Exercise goal:
List every line in the material below that contains the word "object".

Data for the task:
========

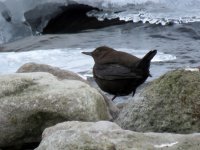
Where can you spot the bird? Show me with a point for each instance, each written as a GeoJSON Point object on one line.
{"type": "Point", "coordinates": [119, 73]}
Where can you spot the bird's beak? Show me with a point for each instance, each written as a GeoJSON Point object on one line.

========

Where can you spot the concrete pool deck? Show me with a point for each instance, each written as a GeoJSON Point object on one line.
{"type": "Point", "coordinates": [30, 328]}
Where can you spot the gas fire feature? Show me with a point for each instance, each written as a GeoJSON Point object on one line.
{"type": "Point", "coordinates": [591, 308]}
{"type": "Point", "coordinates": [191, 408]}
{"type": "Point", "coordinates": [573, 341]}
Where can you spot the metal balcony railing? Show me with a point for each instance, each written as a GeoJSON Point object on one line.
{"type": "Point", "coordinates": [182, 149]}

========

Solution to this task:
Where can you spot the bird? Show me with a point for each instance, each written as a GeoJSON Point object on one line.
Where can you spot the bird's beak? Show me with a point for each instance, each written as a GeoJSON Point object on one line.
Where can you spot the concrete pool deck? Show me with a point for each instance, each written as a GeoJSON Point object on one line.
Where can you spot the gas fire feature? Show me with a point for each instance, each written as a GeoJSON Point object on one line.
Where can you spot the metal balcony railing? Show me with a point for each instance, each written as a GeoJSON Point object on one line.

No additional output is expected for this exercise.